Aim of the exercise.
Each line in the entries below that holds the string "given" is to be listed.

Point-per-instance localization data

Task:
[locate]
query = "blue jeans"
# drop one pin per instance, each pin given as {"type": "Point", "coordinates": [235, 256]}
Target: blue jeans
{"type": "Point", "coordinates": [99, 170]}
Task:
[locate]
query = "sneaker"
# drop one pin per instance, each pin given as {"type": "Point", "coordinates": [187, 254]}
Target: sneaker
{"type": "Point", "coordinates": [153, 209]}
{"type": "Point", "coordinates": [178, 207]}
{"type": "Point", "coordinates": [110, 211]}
* * *
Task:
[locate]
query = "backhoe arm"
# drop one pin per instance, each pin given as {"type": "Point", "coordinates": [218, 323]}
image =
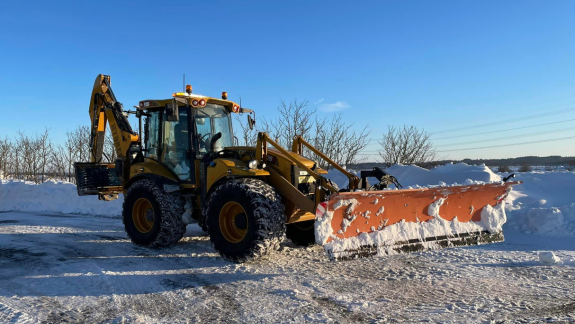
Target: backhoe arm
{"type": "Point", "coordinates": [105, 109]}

Answer to this problem.
# drop one pin per instance, each pin given as {"type": "Point", "coordinates": [235, 256]}
# drop one pin per instance, each pin given as {"type": "Point", "coordinates": [187, 254]}
# drop one pin per instance, each pin given as {"type": "Point", "coordinates": [218, 323]}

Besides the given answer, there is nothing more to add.